Exactly as shown below, retype every line of the data.

[Point-per-instance localization data]

===============

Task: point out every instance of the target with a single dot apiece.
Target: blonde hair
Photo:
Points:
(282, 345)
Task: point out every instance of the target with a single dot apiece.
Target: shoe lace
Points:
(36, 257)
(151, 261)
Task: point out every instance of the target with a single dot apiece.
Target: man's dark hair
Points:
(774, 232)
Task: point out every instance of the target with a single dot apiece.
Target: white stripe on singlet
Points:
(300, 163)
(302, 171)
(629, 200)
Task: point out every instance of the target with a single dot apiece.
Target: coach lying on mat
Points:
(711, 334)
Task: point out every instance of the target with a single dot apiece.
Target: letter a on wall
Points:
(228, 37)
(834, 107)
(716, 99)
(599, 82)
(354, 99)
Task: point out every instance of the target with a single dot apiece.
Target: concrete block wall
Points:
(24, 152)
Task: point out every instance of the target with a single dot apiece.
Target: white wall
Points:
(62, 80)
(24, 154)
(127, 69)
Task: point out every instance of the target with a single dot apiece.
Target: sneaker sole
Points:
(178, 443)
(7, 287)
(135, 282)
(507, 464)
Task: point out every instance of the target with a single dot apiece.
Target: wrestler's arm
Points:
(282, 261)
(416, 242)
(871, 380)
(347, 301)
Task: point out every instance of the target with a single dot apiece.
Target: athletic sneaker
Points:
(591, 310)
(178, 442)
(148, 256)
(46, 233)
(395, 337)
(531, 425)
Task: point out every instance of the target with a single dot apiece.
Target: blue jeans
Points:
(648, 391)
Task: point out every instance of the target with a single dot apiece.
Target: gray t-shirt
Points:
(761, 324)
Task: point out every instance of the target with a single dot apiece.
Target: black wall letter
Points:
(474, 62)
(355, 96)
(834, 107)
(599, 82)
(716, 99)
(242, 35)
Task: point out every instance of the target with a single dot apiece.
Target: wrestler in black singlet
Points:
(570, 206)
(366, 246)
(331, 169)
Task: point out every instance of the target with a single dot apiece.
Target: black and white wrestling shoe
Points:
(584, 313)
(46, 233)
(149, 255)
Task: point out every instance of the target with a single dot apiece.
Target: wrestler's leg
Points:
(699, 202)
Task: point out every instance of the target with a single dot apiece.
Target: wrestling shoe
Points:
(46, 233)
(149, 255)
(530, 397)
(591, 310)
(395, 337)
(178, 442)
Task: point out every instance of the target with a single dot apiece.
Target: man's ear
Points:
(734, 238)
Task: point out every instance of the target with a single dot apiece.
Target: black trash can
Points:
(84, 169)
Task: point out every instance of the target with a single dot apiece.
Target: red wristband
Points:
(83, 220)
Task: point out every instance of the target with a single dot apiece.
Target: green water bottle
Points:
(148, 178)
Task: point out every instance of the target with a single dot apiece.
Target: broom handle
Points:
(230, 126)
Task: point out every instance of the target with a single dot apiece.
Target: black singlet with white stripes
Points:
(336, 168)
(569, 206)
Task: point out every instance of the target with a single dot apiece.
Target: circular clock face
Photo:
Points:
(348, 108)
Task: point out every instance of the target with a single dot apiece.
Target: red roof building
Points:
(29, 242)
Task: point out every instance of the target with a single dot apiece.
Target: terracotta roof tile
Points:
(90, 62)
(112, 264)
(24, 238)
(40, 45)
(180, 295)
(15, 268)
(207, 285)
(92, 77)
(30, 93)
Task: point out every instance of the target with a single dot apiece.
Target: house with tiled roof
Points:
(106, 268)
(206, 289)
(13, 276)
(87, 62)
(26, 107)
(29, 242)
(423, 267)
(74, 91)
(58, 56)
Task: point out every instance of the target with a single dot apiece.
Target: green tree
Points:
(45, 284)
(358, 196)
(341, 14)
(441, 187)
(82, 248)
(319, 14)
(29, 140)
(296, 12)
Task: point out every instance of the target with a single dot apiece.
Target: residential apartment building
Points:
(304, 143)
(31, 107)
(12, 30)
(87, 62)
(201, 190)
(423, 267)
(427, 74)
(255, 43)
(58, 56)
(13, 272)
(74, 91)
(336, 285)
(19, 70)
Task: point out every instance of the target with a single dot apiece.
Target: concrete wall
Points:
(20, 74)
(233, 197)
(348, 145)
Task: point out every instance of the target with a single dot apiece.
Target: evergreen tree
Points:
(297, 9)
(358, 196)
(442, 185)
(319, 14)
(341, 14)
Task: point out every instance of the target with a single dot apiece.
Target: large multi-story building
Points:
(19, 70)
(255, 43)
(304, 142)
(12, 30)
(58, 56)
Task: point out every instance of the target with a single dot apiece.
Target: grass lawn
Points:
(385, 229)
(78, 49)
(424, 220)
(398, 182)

===============

**Reply to the exercise:**
Task: point out every instance of the target with a single dot apiece.
Target: blonde hair
Photo:
Points:
(282, 345)
Task: point out every instance of the target with a single dot apiece.
Target: shoe lace
Points:
(36, 257)
(151, 261)
Task: point out every instance of the target with a single dot apiece.
Target: man's dark hair
Points:
(774, 232)
Task: point out every instance of the target with a single dot apiece.
Target: white stripe on singlet
Points:
(300, 163)
(302, 171)
(629, 200)
Task: point out every instance of the target with a single dot apiece.
Target: coach lying on mat
Points:
(711, 334)
Task: point out every instance of the target with a single dot apiece.
Target: letter a on wall
Points:
(228, 37)
(834, 107)
(716, 99)
(599, 82)
(354, 99)
Task: point out every instance of the target with a single dot apiece.
Target: concrete block wall
Points:
(24, 152)
Task: point out every instance of the target with a single dot apiece.
Target: white wall
Points:
(62, 80)
(24, 154)
(127, 69)
Task: point out every instance of the target with a single dot apiece.
Target: sneaker sole
Points:
(178, 443)
(7, 287)
(135, 282)
(507, 464)
Task: point out every instance of the target with a single dot apiece.
Target: wrestler's arm
Points:
(282, 261)
(416, 242)
(871, 380)
(347, 301)
Task: point out every instance of the target with a single dot apiece.
Target: athletic sneaker
Points:
(591, 310)
(178, 442)
(148, 256)
(46, 233)
(395, 337)
(531, 425)
Task: point out every instance of the target with a single dot apiece.
Target: blue jeans
Points:
(648, 391)
Task: point out every instance of the target with a single dot apiece.
Target: gray t-shirt
Points:
(761, 324)
Task: point out every instance of the target with a single dot apiece.
Target: black wall letter
Points:
(474, 62)
(355, 96)
(834, 107)
(599, 82)
(716, 99)
(242, 35)
Task: point out every instance of the target with a single dot apiece.
Target: wrestler in black singlet
Points:
(570, 206)
(366, 246)
(331, 169)
Task: point out every instance of the target with a single dot apiece.
Target: black and white wrestling shoe
Points:
(584, 313)
(46, 233)
(149, 255)
Task: point out every instance of the target with a single dot apiece.
Target: wrestler's leg
Points:
(699, 202)
Task: point out every instance of the target with a single dot apiece.
Target: wrestling shoe
Points:
(46, 233)
(149, 255)
(530, 397)
(591, 310)
(395, 337)
(178, 442)
Task: point out every instance of the target with a single dot apiece.
Target: man's ear
Points:
(734, 238)
Task: point out every instance of the target with a single dot apiece.
Target: black trash can
Points:
(84, 169)
Task: point out every instance of the target with a single dot apiece.
Target: red wristband
Points:
(83, 220)
Task: point out every instance of the target with a single dot apiece.
Target: green water bottle
Points:
(148, 178)
Task: point out every instance of the target with a single dot apiece.
Target: broom handle
Points:
(230, 126)
Task: point out every instance of the target with a single dot apiece.
Target: black singlet with white stripes
Points:
(336, 168)
(569, 206)
Task: point out every instance of the target with a single dot apiece.
Target: circular clock face
Photo:
Points:
(348, 108)
Task: point out every instance of the target with a single dot apiece.
Target: red roof building
Points:
(29, 242)
Task: point out every instance of the target with a single dot apiece.
Target: terracotta roof tile
Points:
(90, 62)
(112, 264)
(24, 238)
(40, 45)
(180, 295)
(15, 268)
(207, 285)
(92, 77)
(30, 93)
Task: point out every instance of the target with a single dot apiece.
Target: house with tiled roof
Points:
(106, 268)
(206, 289)
(13, 276)
(87, 62)
(26, 107)
(29, 242)
(423, 267)
(74, 91)
(58, 56)
Task: point out every instance of the target with a single dot apiece.
Target: green tree
Points:
(45, 284)
(358, 196)
(341, 14)
(441, 187)
(82, 248)
(319, 14)
(29, 140)
(296, 12)
Task: point out every instance of the target with a single dot apiece.
Target: residential apartment building
Points:
(304, 143)
(31, 107)
(12, 30)
(87, 62)
(201, 190)
(423, 267)
(427, 74)
(255, 43)
(58, 56)
(13, 272)
(74, 91)
(336, 285)
(19, 70)
Task: point out every instance of the target with a single dot apiece.
Target: concrete wall
Points:
(20, 74)
(233, 197)
(348, 145)
Task: point out every instance of the target with a single dot apiece.
Target: evergreen tree
Points:
(297, 9)
(358, 196)
(442, 185)
(319, 14)
(341, 14)
Task: point out every instance of the target with a single dot apiece.
Target: large multi-story building
Points:
(19, 70)
(255, 43)
(304, 142)
(12, 30)
(58, 56)
Task: point out every instance of the target with a single dot apiece.
Target: grass lawn
Points:
(385, 229)
(78, 49)
(424, 220)
(398, 182)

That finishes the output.